» **Short problem**: In the records below, write out the lines from the one containing "For an urgent annotation task, I need the overhanging" through the one containing "326;403;469;558", character for character. Include both of those lines and nothing else.

» **Available records**:
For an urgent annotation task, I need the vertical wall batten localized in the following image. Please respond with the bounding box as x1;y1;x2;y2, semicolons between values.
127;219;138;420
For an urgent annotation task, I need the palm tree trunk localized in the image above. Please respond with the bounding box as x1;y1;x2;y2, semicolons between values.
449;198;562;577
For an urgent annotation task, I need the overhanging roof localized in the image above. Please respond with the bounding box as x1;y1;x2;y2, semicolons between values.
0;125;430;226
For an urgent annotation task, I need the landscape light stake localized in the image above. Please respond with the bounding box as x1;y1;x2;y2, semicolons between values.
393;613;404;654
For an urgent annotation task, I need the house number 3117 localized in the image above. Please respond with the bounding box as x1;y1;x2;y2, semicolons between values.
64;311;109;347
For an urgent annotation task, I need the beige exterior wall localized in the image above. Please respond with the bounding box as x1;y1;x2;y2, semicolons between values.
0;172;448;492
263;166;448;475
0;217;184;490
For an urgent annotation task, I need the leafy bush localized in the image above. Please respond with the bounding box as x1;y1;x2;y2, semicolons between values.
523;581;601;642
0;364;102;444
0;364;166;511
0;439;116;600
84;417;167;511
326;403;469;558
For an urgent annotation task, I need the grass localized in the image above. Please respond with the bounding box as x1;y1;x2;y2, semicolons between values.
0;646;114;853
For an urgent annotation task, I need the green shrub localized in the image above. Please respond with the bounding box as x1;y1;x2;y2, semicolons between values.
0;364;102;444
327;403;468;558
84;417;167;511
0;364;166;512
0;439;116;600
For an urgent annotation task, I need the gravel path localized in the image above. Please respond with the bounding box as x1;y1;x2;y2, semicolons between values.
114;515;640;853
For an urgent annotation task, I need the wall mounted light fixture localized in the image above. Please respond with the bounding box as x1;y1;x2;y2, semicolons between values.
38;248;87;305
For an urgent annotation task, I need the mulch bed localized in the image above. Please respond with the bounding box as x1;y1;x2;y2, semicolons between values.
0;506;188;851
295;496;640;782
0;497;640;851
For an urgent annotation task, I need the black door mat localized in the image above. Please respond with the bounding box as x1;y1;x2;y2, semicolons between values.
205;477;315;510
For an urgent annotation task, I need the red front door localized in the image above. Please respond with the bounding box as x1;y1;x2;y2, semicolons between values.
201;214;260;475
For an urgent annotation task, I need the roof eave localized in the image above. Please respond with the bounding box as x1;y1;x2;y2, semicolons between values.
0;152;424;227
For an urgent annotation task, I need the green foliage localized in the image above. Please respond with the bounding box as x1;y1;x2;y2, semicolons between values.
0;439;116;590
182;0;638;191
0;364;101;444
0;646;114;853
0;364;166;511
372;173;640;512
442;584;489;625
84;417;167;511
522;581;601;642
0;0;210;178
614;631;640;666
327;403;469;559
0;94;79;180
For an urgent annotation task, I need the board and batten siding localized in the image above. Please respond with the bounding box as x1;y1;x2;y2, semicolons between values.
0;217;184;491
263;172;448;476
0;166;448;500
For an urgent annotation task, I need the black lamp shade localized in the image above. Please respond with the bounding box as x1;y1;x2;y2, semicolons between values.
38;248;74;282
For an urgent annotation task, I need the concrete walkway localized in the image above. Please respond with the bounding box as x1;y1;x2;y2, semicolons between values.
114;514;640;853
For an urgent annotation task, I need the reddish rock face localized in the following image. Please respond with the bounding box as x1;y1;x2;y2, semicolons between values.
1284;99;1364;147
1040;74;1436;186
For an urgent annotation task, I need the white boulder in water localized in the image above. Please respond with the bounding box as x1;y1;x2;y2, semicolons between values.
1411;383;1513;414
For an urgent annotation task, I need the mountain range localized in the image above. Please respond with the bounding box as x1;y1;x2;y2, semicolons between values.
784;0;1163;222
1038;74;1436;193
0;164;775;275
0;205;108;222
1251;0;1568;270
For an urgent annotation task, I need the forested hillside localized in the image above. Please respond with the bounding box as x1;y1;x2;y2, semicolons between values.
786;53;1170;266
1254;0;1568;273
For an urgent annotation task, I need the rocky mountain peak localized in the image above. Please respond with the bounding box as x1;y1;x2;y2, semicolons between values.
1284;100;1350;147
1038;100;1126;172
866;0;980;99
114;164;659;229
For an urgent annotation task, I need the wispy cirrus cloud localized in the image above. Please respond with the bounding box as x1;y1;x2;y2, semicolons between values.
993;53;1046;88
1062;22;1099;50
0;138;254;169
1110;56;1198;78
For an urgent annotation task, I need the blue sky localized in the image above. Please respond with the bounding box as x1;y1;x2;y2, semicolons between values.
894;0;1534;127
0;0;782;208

...

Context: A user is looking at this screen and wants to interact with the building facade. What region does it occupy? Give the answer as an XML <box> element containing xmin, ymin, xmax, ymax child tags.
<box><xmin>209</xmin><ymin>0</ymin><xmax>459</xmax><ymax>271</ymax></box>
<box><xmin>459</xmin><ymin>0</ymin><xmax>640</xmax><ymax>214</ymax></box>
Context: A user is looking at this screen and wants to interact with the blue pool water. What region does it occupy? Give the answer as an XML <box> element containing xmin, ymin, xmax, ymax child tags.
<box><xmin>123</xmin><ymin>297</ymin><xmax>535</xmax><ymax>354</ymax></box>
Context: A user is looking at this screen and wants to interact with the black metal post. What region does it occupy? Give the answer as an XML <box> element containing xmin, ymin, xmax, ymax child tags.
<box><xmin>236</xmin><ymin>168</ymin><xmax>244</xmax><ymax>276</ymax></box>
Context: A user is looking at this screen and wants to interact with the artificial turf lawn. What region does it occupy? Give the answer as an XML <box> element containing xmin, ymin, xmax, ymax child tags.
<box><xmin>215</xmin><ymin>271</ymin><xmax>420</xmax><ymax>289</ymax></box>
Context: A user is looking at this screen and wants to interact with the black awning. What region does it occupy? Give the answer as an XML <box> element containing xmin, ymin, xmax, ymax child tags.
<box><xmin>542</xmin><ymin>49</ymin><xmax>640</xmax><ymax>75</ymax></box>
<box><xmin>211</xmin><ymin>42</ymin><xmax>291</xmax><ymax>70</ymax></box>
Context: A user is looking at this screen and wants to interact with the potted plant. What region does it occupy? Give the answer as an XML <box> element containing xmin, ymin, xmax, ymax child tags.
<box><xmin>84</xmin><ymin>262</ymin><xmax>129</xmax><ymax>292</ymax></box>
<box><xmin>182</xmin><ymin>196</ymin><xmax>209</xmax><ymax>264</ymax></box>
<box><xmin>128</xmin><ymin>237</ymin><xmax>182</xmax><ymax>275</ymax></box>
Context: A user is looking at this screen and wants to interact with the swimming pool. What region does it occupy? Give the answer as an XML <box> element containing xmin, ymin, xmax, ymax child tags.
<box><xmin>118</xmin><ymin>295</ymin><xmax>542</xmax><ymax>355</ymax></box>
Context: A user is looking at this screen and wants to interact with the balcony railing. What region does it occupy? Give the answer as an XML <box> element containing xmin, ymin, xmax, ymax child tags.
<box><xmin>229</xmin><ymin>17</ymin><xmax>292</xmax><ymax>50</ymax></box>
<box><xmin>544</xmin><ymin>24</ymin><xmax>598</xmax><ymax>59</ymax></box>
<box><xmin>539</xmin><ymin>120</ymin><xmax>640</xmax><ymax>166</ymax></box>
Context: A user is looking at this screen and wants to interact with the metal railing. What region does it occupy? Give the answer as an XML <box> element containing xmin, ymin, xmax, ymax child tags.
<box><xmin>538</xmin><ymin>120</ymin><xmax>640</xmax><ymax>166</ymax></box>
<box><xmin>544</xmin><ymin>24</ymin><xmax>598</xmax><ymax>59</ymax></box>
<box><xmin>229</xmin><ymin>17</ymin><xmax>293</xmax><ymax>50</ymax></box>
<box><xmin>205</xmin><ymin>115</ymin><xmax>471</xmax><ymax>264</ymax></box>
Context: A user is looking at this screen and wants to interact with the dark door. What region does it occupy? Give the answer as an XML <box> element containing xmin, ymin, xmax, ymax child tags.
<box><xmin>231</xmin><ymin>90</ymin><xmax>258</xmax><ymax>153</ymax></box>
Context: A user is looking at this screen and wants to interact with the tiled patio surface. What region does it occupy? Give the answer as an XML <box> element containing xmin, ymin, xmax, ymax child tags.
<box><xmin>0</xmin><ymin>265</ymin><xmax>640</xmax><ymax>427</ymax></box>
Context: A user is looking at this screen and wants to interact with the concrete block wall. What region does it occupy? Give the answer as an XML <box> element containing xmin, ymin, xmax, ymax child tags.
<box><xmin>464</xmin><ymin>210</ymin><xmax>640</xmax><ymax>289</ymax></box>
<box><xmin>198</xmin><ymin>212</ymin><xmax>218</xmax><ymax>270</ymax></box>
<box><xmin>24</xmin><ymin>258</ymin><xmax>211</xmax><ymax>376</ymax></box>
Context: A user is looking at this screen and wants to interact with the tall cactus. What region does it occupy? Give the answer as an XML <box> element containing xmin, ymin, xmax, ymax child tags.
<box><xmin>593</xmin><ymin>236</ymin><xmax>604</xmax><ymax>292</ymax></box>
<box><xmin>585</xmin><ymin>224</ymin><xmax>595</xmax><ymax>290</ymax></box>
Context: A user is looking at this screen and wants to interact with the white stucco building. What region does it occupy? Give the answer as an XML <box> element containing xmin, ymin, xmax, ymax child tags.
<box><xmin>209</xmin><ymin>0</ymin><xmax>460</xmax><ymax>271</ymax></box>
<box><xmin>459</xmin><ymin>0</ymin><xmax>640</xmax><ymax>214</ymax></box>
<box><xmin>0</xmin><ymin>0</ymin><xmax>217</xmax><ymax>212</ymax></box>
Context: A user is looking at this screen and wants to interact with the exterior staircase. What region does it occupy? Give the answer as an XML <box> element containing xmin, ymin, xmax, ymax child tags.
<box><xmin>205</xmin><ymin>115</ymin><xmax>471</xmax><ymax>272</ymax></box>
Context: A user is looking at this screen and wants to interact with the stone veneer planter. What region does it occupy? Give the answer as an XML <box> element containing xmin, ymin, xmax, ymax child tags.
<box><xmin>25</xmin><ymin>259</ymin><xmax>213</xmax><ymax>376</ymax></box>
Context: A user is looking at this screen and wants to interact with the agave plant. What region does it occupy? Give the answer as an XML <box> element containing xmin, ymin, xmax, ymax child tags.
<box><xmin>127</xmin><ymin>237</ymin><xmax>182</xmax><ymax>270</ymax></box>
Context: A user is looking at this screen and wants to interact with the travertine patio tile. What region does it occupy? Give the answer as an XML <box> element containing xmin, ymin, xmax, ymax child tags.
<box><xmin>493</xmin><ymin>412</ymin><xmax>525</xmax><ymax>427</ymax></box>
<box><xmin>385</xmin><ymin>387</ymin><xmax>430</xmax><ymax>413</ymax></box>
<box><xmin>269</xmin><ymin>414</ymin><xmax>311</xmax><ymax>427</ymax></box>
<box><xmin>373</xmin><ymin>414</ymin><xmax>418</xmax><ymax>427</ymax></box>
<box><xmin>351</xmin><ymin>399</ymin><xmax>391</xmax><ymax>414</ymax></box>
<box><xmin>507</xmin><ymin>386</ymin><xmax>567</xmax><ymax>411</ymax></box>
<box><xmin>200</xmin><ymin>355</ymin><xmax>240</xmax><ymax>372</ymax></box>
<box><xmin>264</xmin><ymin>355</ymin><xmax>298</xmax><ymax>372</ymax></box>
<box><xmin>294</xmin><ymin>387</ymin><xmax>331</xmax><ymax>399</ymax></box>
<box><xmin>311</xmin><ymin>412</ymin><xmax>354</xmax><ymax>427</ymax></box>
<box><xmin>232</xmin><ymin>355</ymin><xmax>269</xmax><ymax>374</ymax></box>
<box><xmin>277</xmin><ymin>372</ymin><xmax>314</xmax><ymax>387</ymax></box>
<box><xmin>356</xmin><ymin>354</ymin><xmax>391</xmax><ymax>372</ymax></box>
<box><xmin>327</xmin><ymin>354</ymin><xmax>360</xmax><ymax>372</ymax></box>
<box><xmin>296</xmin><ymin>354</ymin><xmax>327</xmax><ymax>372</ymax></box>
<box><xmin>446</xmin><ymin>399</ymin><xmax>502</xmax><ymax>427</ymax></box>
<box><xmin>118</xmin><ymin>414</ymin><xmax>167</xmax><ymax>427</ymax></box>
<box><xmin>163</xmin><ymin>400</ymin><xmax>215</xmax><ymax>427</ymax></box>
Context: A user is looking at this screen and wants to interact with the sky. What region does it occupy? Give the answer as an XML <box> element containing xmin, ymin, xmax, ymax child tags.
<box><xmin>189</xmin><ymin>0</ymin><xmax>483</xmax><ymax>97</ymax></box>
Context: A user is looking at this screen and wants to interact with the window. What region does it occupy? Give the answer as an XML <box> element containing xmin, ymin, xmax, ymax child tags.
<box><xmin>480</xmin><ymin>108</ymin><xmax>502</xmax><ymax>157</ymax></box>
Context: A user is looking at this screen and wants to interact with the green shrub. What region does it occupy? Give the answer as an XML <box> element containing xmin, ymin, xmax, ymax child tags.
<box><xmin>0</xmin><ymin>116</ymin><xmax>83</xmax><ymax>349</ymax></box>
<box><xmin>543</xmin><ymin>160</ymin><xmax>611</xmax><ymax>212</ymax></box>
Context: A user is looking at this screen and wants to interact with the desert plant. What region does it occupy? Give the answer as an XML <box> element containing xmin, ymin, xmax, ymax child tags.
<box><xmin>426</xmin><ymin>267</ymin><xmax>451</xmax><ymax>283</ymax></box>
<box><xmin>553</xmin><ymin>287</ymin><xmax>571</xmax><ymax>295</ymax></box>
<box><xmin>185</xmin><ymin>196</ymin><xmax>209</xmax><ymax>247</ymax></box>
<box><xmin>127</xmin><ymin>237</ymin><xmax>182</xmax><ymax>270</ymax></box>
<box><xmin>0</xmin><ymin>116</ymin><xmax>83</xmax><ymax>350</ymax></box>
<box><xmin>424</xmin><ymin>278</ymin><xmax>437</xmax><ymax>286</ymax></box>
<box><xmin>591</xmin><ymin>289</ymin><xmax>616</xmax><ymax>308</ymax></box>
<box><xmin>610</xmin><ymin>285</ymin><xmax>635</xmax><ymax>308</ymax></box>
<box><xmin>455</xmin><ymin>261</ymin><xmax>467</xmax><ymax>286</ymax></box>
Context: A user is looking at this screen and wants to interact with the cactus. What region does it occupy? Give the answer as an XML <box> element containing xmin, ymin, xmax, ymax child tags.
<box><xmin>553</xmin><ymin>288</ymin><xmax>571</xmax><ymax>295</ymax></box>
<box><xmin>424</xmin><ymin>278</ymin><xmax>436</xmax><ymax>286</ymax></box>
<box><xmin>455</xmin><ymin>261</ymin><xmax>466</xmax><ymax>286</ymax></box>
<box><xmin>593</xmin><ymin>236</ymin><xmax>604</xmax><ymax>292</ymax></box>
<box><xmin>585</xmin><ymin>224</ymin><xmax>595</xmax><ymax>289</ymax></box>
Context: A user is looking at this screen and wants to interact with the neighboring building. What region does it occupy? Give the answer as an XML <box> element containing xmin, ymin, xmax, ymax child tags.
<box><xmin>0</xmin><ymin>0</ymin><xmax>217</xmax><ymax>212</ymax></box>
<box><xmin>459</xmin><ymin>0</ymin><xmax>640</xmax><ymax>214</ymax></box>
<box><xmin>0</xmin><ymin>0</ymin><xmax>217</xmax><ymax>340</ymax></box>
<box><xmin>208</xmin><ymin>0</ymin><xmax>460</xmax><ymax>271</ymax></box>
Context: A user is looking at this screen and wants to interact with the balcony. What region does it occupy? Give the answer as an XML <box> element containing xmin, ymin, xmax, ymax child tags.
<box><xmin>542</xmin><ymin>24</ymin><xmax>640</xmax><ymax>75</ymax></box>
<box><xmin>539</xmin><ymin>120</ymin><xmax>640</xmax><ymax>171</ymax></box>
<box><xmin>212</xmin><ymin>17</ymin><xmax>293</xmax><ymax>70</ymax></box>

» **Reply to the exercise**:
For an urgent annotation task, I need the overhanging roof localized in the image above. Please respond with the bounding box as x1;y1;x2;y2, semicolons between values.
0;125;430;226
For an urgent annotation task, I need the landscape light stake localized in the image above. Please respond with the bounding box as x1;y1;x2;y2, semicolons between values.
393;613;404;654
For an urgent annotation task, I need the house number 3117 localized in the image above. Please respond with the bounding box as x1;y1;x2;y2, semicolons between values.
64;311;109;347
For an urgent annotation task, I need the beige exterior wall localized in the image above. Please respond with the bounding box as x1;y1;x2;y2, semicolons between values.
0;172;448;492
263;166;448;475
0;217;184;490
For an urgent annotation task, I need the leafy bush localized in the image above. Please respond with the bounding box as x1;y1;x2;y2, semicolons between values.
523;581;601;642
0;364;102;444
0;364;166;511
0;439;116;600
84;417;167;511
326;403;469;558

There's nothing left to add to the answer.